▸ EXTRACT PROVIDED
---------------
To summarize the drawbacks of the prior art dielectric resonator filters as discussed above, the intervals between dielectric resonators are permanently fixed by mounting holes to make the filter hardly adaptive to different frequencies, and the assembly is troublesome due to the inherent structures.
Referring to FIG. 4, there is shown a preferred embodiment of the present invention which is free from the drawbacks particular to the prior art filters as stated above. The dielectric resonator filter, generally 50, includes dielectric resonators 52 each being supported by a mount 54. While the mount 54 is made of ceramics, plastics or like dielectric material, it is preferable to select a material having a small tan δ value (dielectric dissipation factor) in order to suppress loss. Adjusting screws 58 adapted for fine adjustment of resonant frequency are mounted in a base cover 56 of the filter 50. Each screw 58 is rotatable to move up and down relative to the base cover 56 so as to change the resonant frequency. the resonators 52 are directly mounted on a base plate 60 through their associated mounts 54, at least the surface of the base plate 60 being made of metal. Any of an adhesive or a solder may be utilized to connect the resonators 52 to the base plate 60. A pair of input/output coupling members 62a and 62b are also directly mounted to the base plate 60 and, preferably, by spot welding, ultrasonic welding or like technology. Each of the coupling members 62a and 62b is formed by bending a thin sheet adequately. The cover 56 having the channel 56a which serves as a cutoff waveguide is mounted to the base plate 60 in such a manner as to cover the resonators 52 and the coupling members 62a and 62b.
The filter 50 in accordance with the present invention is shown in FIG. 5 with the cover 56 removed. As shown, input/output connectors 64a and 64b are mounted on the base plate 60. These connectors 64a and 64b, input/output coupling members 62a and 62b and dielectric resonators 52 which constitute essential structural elements of the filter 50 and need accuracy are mounted in a planar configuration on the base plate 60. Further, screws 66 for adjusting coupling degree are threaded in the cover 56. The filter assembly 50 is completed by fixing to the base plate subassembly to the cover 56 which is provided with the channel-like cutoff waveguide thereinside. It is to be noted, however, that the screws 58 and 66 on the cover 56 do not constitute any essential part of the filter 50.
---------------
▸ TASK SET
A – Update the stretch of the filter description from "The filter 50 in" through "part of the filter 50." so that "cover 56" reads "housing 56".
B – In the filter description, what property should the material of mount 54 preferably have in order to suppress loss?
The lines have no role in anything asked here.

▸ SOURCE EXCERPT
---------------
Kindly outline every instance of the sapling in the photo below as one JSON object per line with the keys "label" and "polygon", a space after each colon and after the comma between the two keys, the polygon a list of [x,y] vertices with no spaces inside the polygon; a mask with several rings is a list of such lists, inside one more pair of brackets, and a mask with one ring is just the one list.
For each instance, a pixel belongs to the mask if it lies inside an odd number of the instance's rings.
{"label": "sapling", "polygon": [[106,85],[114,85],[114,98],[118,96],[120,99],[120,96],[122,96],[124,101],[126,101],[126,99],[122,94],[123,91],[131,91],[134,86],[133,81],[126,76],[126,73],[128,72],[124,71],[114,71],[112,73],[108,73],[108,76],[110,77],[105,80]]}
---------------
▸ TASK-BY-TASK ANSWERS
A –
The filter 50 in accordance with the present invention is shown in FIG. 5 with the housing 56 removed. As shown, input/output connectors 64a and 64b are mounted on the base plate 60. These connectors 64a and 64b, input/output coupling members 62a and 62b and dielectric resonators 52 which constitute essential structural elements of the filter 50 and need accuracy are mounted in a planar configuration on the base plate 60. Further, screws 66 for adjusting coupling degree are threaded in the housing 56. The filter assembly 50 is completed by fixing to the base plate subassembly to the housing 56 which is provided with the channel-like cutoff waveguide thereinside. It is to be noted, however, that the screws 58 and 66 on the housing 56 do not constitute any essential part of the filter 50.

B – A small tan δ value (dielectric dissipation factor).